À FAIRE >>
• A. Dans l'extrait ci-dessous, relevez tous les matériaux indiqués pour la reconstitution de légionnaire romain.
• B. Recopiez l'extrait ci-dessous, depuis « La génèse des » jusqu'à « musée d’Archéologie nationale. ».

EXTRAIT DU DOCUMENT >>
"""

Vue panoramique du plateau de Gergovie depuis la colline de la Roche blanche, 1861‑1862, montage de cinq épreuves sur papier albuminé, collées sur carton; au dos du montage, cachet de Bérubet. H. 30 cm ; l. 133 cm. Saint-Germain‑en‑Laye, musée d’Archéologie nationale, centre des archives, fonds topographique, Puy‑de‑Dôme.

Vue panoramique du plateau de Gergovie depuis la colline de la Roche blanche, 1861‑1862, montage de cinq épreuves sur papier albuminé, collées sur carton; au dos du montage, cachet de Bérubet. H. 30 cm ; l. 133 cm. Saint-Germain‑en‑Laye, musée d’Archéologie nationale, centre des archives, fonds topographique, Puy‑de‑Dôme. © V. Gô ‑ MAN

Uxellodunum, le siège de la défaite

Théâtre de l’ultime siège de César en 51 avant notre ère, le site d’Uxellodunum situé dans le Quercy fascine. Des fouilles sont donc entreprises au Puy d’Issolud dans le Lot pour le retrouver. Qu’en sait-on ? Perchés sur un éperon rocheux, les Gaulois peuvent tenir un long siège grâce aux animaux qu’ils ont rassemblés et à la présence d’une source. Une tour de 10 m de haut, érigée par César afin de prendre d’assaut le promontoire, est accueillie par un déluge de flèches enflammées. Comprenant que l’arrivée d’eau constitue le point faible des assiégés, le Romain va tarir la source en construisant des galeries souterraines, obtenant la reddition des Gaulois. Dès 1861-1862, on identifie les vestiges d’une fontaine et de différentes galeries, ainsi que des traces d’incendie et un armement abondant comparable à celui d’Alésia. Napoléon III valide donc l’identification du lieu, confortée par les fouilles des années 1990. 

La génèse des reconstitutions

Cette statue en plâtre peint, grandeur nature, représentant un légionnaire romain d’après un bas‑relief de la colonne Trajane a été commandée par l’empereur pour le musée de Saint‑Germain consacré à César et à la conquête de la Gaule. Le mannequin a été réalisé par le sculpteur Auguste Bartholdi, une partie des armes et de l’équipement par la maison Leblanc, les vêtements par Hocher, tailleur à Paris. Les sandales en cuir reproduisent très fidèlement la caliga découverte en 1857 à Mayence. Cette reconstitution, bien documentée, a été exposée au musée jusqu’à une époque récente.​​​

​​​​Auguste Bartoldi, Reconstitution de légionnaire romain, 1870. Plâtre, bois, cuir, métal, textile, H. 200 cm. Saint‑Germain‑en-Laye, musée d’Archéologie nationale.

"""

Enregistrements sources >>
"""

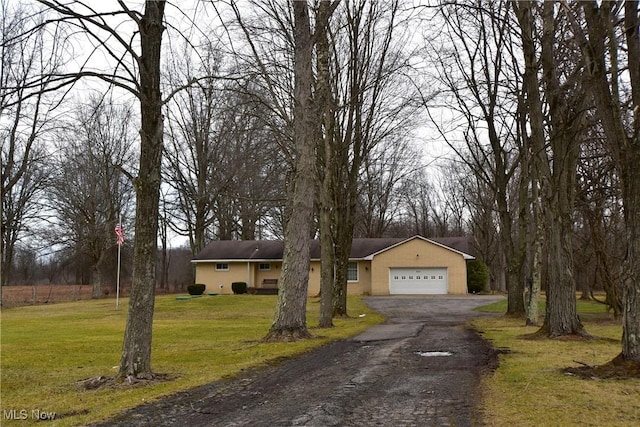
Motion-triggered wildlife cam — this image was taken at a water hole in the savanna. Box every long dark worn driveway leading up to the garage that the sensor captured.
[96,296,502,427]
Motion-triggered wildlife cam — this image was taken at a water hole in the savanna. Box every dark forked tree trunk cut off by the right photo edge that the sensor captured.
[578,1,640,366]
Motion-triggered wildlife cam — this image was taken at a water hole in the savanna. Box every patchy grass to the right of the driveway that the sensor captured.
[473,301,640,427]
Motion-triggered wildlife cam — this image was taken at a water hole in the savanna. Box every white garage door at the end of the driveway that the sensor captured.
[389,267,449,295]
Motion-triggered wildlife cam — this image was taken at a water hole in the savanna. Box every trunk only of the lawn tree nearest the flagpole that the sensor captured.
[118,0,166,379]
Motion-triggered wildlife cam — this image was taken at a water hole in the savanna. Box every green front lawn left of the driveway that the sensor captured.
[0,295,383,426]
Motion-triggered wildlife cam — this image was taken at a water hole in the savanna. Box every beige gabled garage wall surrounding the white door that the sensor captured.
[371,239,467,295]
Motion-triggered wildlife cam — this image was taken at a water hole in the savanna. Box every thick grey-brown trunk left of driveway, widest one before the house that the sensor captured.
[264,1,317,341]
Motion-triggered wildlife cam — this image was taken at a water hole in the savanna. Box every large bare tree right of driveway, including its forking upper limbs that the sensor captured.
[513,2,586,336]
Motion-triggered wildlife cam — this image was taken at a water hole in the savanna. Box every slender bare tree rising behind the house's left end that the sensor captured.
[165,49,234,254]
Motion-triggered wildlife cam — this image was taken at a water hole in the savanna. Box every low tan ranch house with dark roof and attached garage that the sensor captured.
[192,236,474,296]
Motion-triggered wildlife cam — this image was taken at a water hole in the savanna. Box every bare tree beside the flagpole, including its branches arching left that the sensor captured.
[31,0,166,380]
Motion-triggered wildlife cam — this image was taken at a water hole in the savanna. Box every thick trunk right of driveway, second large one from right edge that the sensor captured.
[540,3,586,337]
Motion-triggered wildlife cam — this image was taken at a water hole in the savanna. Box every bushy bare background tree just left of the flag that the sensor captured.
[49,96,135,298]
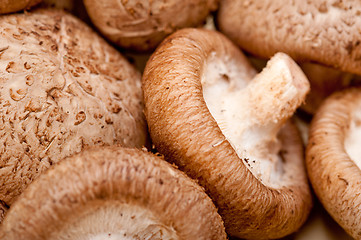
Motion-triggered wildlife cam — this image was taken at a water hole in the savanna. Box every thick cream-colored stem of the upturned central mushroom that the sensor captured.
[219,53,310,160]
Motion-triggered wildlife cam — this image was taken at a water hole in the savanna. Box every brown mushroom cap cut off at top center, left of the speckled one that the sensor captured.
[84,0,218,51]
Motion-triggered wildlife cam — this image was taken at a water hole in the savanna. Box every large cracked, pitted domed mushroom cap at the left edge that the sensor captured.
[0,10,146,218]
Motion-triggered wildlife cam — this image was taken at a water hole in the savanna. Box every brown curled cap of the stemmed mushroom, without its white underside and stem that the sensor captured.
[143,29,312,239]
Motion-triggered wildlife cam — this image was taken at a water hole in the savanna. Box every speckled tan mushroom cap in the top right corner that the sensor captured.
[217,0,361,74]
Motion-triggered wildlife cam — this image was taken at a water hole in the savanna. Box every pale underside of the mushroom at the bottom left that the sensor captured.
[50,201,178,240]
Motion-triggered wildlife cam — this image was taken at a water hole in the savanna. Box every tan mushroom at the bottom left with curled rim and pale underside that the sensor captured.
[0,146,227,240]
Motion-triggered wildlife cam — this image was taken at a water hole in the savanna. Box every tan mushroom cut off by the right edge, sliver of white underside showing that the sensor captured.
[306,88,361,239]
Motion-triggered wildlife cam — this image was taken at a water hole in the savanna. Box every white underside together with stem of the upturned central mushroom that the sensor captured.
[202,54,309,188]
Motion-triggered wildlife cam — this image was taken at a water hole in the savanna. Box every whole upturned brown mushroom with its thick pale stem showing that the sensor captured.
[143,29,312,239]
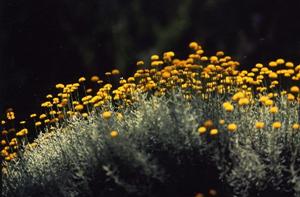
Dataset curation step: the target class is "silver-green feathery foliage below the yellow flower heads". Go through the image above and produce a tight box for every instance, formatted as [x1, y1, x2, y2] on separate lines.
[3, 91, 300, 196]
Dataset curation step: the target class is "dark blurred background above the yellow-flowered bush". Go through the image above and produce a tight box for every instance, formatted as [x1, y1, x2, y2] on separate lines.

"""

RÉPONSES >>
• A. Plâtre, bois, cuir, métal, textile.

• B.
La génèse des reconstitutions

Cette statue en plâtre peint, grandeur nature, représentant un légionnaire romain d’après un bas‑relief de la colonne Trajane a été commandée par l’empereur pour le musée de Saint‑Germain consacré à César et à la conquête de la Gaule. Le mannequin a été réalisé par le sculpteur Auguste Bartholdi, une partie des armes et de l’équipement par la maison Leblanc, les vêtements par Hocher, tailleur à Paris. Les sandales en cuir reproduisent très fidèlement la caliga découverte en 1857 à Mayence. Cette reconstitution, bien documentée, a été exposée au musée jusqu’à une époque récente.​​​

​​​​Auguste Bartoldi, Reconstitution de légionnaire romain, 1870. Plâtre, bois, cuir, métal, textile, H. 200 cm. Saint‑Germain‑en-Laye, musée d’Archéologie nationale.